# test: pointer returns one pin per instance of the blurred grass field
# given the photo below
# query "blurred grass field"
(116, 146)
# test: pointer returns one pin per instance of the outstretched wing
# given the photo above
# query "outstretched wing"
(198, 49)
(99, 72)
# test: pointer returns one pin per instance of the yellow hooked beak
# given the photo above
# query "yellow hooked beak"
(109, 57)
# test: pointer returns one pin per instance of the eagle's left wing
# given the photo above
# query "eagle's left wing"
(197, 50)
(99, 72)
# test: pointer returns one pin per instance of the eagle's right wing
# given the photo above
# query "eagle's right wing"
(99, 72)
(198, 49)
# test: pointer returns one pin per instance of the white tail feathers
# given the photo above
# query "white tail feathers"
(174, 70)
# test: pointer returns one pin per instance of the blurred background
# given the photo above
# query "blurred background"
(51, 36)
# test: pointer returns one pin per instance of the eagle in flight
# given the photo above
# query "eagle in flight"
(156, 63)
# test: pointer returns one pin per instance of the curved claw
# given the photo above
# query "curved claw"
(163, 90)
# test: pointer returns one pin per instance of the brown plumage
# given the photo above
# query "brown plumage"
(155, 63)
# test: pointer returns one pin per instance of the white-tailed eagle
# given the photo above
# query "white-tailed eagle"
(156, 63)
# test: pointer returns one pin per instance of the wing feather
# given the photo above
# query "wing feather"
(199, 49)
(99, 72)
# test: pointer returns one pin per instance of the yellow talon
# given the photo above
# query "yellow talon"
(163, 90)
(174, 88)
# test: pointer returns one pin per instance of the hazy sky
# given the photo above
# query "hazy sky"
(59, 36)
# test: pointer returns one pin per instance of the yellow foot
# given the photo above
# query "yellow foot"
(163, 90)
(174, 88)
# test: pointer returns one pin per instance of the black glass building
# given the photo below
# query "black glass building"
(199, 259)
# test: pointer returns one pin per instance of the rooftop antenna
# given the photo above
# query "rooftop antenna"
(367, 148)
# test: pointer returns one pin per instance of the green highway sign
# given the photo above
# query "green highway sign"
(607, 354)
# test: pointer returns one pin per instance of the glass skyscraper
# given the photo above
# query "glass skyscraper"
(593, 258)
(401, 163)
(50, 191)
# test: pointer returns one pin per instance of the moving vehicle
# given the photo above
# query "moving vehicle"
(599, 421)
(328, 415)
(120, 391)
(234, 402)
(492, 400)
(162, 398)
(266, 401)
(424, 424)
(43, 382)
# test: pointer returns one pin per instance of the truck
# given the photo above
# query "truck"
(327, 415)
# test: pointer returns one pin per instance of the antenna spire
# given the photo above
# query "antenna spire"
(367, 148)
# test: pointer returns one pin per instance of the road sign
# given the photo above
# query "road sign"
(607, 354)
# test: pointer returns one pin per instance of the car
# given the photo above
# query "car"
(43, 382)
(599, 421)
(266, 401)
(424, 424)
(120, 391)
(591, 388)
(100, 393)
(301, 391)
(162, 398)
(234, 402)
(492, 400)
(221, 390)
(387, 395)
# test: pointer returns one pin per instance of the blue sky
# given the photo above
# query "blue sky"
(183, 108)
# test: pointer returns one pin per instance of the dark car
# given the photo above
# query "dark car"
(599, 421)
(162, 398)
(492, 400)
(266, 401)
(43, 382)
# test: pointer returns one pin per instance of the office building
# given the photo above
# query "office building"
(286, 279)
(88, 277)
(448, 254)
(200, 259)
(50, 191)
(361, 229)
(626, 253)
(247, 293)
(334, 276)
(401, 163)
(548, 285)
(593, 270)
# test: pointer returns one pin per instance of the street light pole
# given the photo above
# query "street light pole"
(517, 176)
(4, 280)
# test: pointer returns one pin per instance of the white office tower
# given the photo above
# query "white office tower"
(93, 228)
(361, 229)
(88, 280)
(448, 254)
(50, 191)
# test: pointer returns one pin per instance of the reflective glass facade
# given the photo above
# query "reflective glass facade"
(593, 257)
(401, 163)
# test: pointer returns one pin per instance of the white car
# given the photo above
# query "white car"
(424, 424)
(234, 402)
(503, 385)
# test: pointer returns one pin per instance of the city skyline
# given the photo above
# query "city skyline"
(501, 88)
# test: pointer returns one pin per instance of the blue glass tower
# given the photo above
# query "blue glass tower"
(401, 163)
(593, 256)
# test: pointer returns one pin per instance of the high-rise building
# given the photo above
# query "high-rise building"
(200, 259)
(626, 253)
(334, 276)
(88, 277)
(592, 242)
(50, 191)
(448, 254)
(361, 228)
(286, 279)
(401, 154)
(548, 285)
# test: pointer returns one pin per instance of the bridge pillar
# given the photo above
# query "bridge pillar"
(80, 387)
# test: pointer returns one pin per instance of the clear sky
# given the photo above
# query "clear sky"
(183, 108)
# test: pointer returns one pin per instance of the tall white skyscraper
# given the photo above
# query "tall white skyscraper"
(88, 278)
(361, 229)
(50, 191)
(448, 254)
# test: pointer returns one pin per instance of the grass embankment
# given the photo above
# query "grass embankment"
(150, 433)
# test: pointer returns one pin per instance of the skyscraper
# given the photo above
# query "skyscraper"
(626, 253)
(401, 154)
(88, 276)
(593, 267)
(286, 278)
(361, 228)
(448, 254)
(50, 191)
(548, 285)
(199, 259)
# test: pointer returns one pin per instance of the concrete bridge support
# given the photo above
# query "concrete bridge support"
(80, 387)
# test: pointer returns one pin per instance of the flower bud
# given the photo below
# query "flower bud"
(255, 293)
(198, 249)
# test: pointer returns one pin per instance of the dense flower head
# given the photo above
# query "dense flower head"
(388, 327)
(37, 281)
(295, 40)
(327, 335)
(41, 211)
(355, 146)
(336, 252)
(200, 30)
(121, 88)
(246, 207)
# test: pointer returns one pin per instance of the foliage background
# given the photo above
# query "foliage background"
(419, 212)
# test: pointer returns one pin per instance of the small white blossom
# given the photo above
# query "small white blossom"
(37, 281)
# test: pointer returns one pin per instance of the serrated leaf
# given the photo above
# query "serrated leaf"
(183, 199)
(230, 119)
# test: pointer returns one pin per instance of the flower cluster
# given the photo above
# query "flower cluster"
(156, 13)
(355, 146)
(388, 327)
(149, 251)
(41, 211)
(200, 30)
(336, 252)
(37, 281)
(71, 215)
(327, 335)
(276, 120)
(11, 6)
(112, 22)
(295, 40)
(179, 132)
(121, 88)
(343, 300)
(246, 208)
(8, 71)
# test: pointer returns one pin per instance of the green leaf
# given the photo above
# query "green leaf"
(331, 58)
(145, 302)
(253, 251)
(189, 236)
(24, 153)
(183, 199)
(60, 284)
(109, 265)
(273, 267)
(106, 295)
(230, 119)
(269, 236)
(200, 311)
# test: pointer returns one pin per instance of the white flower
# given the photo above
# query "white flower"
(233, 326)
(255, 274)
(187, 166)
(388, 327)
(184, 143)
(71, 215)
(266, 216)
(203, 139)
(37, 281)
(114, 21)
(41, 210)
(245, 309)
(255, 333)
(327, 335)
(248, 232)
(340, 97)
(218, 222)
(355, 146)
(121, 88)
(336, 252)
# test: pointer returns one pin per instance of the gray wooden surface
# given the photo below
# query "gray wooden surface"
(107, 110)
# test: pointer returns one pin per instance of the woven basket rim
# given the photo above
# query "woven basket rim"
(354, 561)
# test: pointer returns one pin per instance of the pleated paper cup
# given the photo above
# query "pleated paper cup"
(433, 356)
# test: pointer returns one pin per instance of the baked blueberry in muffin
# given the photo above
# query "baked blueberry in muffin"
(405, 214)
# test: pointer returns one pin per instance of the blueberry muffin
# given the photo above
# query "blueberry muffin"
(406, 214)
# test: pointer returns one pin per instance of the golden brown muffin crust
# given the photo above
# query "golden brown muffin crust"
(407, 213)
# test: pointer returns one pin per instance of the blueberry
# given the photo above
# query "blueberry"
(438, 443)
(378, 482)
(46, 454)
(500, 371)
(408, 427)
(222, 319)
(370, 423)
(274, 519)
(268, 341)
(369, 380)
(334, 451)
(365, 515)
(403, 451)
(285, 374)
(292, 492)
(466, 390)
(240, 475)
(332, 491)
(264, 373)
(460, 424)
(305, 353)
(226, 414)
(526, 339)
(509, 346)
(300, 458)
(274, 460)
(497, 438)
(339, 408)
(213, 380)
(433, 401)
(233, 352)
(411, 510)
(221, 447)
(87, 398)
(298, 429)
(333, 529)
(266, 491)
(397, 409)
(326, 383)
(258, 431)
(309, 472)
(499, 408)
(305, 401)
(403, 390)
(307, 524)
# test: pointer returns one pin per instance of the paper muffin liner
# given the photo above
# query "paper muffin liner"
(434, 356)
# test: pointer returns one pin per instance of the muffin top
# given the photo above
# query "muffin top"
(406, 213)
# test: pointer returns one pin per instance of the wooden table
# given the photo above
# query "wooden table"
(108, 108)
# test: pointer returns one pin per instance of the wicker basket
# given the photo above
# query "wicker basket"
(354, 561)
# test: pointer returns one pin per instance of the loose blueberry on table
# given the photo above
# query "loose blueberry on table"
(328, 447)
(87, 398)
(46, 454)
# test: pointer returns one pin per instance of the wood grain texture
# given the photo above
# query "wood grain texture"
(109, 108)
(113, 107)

**Exercise instructions:** Please lay out the records above as a numbered list, beginning at the line that contains "# test: pointer returns one pin per instance of the wooden" and continuing through the last line of the records, with blank lines left out.

**Task answer:**
1. # test: pointer returns one pin per instance of the wooden table
2. # given the photo above
3. # query "wooden table"
4. (108, 108)
5. # test: pointer returns one pin per instance of the wicker basket
6. # given the photo above
7. # query "wicker basket"
8. (354, 561)
9. # test: pointer returns one pin per instance of the loose blueberry on table
10. # given the photo above
11. # query "loose blueberry on table"
12. (328, 447)
13. (87, 398)
14. (46, 454)
15. # test: pointer returns one pin per instance of the wood grain texture
16. # given the photo above
17. # query "wood grain texture"
18. (109, 108)
19. (113, 107)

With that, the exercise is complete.